Your goal
Turn every line of the rows below into a numbered list, leaving out any blank lines.

Records of labeled boxes
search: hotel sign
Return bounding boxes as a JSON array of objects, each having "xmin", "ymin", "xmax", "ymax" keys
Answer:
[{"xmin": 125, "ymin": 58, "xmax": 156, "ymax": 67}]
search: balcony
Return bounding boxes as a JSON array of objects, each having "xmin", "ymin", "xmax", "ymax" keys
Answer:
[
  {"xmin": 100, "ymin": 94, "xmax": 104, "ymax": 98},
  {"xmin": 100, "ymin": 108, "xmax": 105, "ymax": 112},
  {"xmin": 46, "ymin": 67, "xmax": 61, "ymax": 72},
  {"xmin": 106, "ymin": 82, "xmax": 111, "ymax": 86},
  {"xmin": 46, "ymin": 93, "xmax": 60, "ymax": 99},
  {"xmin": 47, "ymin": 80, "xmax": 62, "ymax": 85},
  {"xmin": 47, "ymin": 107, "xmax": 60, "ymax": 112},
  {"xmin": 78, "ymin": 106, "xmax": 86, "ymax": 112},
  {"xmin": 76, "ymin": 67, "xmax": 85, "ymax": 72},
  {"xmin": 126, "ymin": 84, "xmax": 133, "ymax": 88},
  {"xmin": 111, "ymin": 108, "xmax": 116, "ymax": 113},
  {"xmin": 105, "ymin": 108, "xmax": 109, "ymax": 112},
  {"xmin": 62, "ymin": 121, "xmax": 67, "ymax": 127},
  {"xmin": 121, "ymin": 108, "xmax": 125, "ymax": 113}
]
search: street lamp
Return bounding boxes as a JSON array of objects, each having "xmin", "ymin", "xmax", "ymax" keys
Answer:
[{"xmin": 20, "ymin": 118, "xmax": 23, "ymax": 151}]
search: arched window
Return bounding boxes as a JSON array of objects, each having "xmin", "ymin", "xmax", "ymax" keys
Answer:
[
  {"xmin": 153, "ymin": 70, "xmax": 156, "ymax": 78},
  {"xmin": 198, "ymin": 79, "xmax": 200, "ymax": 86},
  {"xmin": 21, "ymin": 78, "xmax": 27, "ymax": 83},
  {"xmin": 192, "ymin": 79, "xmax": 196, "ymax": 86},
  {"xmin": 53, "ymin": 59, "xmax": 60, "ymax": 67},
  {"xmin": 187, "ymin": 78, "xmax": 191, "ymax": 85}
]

Answer for the task
1. search: hotel sign
2. Return bounding boxes as a JSON array of objects, each having "xmin", "ymin", "xmax", "ymax" keys
3. Answer:
4. [{"xmin": 125, "ymin": 58, "xmax": 156, "ymax": 67}]
5. search: balcony
6. Return bounding boxes as a JSON array of objects, each having "xmin", "ymin", "xmax", "ymax" keys
7. Answer:
8. [
9.   {"xmin": 100, "ymin": 94, "xmax": 104, "ymax": 98},
10.   {"xmin": 100, "ymin": 108, "xmax": 105, "ymax": 112},
11.   {"xmin": 46, "ymin": 67, "xmax": 61, "ymax": 72},
12.   {"xmin": 106, "ymin": 82, "xmax": 111, "ymax": 86},
13.   {"xmin": 46, "ymin": 93, "xmax": 60, "ymax": 99},
14.   {"xmin": 47, "ymin": 80, "xmax": 62, "ymax": 85},
15.   {"xmin": 47, "ymin": 107, "xmax": 60, "ymax": 112},
16.   {"xmin": 78, "ymin": 106, "xmax": 86, "ymax": 112},
17.   {"xmin": 76, "ymin": 67, "xmax": 85, "ymax": 72},
18.   {"xmin": 126, "ymin": 84, "xmax": 133, "ymax": 88},
19.   {"xmin": 111, "ymin": 108, "xmax": 116, "ymax": 113},
20.   {"xmin": 105, "ymin": 108, "xmax": 109, "ymax": 112},
21.   {"xmin": 62, "ymin": 121, "xmax": 67, "ymax": 127},
22.   {"xmin": 121, "ymin": 108, "xmax": 125, "ymax": 113}
23. ]
24. search: street lamp
25. Return bounding boxes as a JSON array of objects, each having "xmin", "ymin", "xmax", "ymax" keys
26. Answer:
27. [{"xmin": 20, "ymin": 118, "xmax": 23, "ymax": 151}]
28. search: arched window
29. Return bounding boxes as a JSON array of objects, each having "xmin", "ymin", "xmax", "ymax" keys
30. Answer:
31. [
32.   {"xmin": 153, "ymin": 70, "xmax": 156, "ymax": 78},
33.   {"xmin": 198, "ymin": 79, "xmax": 200, "ymax": 86},
34.   {"xmin": 21, "ymin": 78, "xmax": 27, "ymax": 83},
35.   {"xmin": 192, "ymin": 79, "xmax": 196, "ymax": 86},
36.   {"xmin": 53, "ymin": 59, "xmax": 60, "ymax": 67},
37.   {"xmin": 187, "ymin": 78, "xmax": 191, "ymax": 85}
38. ]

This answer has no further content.